* [QUESTÃO BREVE 1]
Reproduz sem qualquer alteração as linhas que se seguem ao excerto, desde a primeira linha até à linha que contém "x=179 y=247", ambas incluídas.

* [EXCERTO SELECIONADO]
──────
055 – Visita ao Mercado Central de São Tomé

É quase meio-dia. Vou agora conhecer o mercado, e aproveito para comprar uma jaca. Depois apanharei um táxi-partilhado (eu, a bicicleta e a jaca) até ao hotel.
À direita é a praça de táxis, à esquerda é o mercado.

A bicicleta fica presa neste poste, com o cadeado. Vejo é que o selim já está a dar o berro. É de gel, muito suave – não é o original da bicicleta, é outro que eu comprei para fazer esta viagem. Os miúdos acham-lhe muita graça e apalpam-no. Aqueles dedinhos inquisitórios não devem ajudar à festa. Cada viagem que faço, estraga-se um selim. No ano passado foi em Timor, também foi um selim ao ar. E agora vai ser este. Estes selins de gel são muito suaves, bons para viagens longas, mas estragam-se facilmente. Bom, mas as minhas partes pudibundas agradecem. É unissexo, este selim. Aquele buraco ao meio é para as partes pudibundas masculinas.
──────
* [LINHAS APRESENTADAS]
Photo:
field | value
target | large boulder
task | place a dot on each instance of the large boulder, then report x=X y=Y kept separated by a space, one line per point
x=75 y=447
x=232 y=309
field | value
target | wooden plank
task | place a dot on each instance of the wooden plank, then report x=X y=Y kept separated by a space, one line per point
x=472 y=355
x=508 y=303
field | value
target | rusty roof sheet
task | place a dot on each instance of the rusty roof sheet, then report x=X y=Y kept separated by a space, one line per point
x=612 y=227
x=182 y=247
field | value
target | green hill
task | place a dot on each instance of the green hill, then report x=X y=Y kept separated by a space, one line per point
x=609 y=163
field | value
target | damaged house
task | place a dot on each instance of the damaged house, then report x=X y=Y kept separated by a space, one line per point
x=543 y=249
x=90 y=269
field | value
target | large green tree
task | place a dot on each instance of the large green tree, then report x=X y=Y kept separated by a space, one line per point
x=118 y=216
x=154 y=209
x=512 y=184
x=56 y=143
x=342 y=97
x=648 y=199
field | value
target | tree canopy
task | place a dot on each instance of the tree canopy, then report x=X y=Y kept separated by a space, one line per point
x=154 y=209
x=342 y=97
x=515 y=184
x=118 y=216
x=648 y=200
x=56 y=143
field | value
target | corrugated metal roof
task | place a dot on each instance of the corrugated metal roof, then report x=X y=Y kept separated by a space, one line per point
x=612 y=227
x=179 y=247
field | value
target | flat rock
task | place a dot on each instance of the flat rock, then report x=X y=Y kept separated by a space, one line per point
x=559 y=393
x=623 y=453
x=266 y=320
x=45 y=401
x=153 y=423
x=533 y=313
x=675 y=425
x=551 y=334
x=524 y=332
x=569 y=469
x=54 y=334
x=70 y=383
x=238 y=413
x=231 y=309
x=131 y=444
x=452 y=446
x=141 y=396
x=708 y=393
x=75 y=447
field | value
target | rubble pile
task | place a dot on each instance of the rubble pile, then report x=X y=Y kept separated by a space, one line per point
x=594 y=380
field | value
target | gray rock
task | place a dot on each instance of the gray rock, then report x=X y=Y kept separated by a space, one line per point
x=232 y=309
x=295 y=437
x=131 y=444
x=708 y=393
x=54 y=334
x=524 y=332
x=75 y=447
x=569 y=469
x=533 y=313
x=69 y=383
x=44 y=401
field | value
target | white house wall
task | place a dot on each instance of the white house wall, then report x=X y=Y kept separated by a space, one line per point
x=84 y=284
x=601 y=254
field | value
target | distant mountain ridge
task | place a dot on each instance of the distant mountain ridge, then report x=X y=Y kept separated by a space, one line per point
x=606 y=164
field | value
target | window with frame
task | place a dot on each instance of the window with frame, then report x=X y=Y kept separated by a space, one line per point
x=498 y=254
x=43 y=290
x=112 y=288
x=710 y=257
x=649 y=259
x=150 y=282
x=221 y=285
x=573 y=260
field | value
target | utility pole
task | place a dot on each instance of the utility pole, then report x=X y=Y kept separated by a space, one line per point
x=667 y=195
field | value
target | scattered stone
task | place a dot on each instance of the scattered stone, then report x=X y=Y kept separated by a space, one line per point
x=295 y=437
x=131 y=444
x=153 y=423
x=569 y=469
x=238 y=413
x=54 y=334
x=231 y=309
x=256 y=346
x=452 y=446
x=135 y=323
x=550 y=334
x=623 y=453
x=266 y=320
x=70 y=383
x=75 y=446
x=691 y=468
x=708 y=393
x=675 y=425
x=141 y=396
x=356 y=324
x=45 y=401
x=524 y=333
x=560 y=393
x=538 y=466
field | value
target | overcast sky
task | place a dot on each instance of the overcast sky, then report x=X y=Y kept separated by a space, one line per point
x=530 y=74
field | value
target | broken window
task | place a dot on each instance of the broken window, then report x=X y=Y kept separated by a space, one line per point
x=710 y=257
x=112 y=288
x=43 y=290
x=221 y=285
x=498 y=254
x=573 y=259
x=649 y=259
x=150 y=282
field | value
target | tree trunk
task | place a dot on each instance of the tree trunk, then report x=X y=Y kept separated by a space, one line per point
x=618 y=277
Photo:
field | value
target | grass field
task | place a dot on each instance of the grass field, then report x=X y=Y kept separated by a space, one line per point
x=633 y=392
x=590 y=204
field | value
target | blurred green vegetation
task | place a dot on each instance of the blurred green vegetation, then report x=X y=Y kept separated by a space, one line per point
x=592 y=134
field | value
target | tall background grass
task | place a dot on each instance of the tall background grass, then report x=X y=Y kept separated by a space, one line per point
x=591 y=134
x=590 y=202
──────
* [QUESTÃO BREVE 2]
Responde às perguntas seguintes com base no excerto.
(a) Em que transporte se fará o regresso ao hotel?
(b) Em que lugar se estragou um selim no ano passado?
(c) De que material é o selim descrito?

* [RESPOSTA ESCRITA 1]
Photo:
field | value
target | large boulder
task | place a dot on each instance of the large boulder, then report x=X y=Y kept separated by a space, one line per point
x=75 y=447
x=232 y=309
field | value
target | wooden plank
task | place a dot on each instance of the wooden plank, then report x=X y=Y kept separated by a space, one line per point
x=472 y=355
x=508 y=303
field | value
target | rusty roof sheet
task | place a dot on each instance of the rusty roof sheet, then report x=X y=Y kept separated by a space, one line per point
x=612 y=227
x=182 y=247
field | value
target | green hill
task | place a dot on each instance of the green hill, then report x=X y=Y kept separated by a space, one line per point
x=609 y=163
field | value
target | damaged house
task | place a dot on each instance of the damaged house, then report x=X y=Y kept separated by a space, one line per point
x=543 y=249
x=90 y=269
field | value
target | large green tree
task | place a dot on each instance of the large green tree, then report x=X y=Y kept separated by a space, one line per point
x=118 y=216
x=154 y=209
x=512 y=184
x=56 y=143
x=342 y=97
x=648 y=199
field | value
target | tree canopy
task | place a dot on each instance of the tree canopy, then report x=X y=Y kept separated by a space, one line per point
x=154 y=209
x=342 y=97
x=515 y=184
x=118 y=216
x=648 y=200
x=56 y=143
field | value
target | corrugated metal roof
task | place a dot on each instance of the corrugated metal roof, then report x=X y=Y kept separated by a space, one line per point
x=612 y=227
x=179 y=247

* [RESPOSTA ESCRITA 2]
(a) Num táxi-partilhado.
(b) Em Timor.
(c) De gel.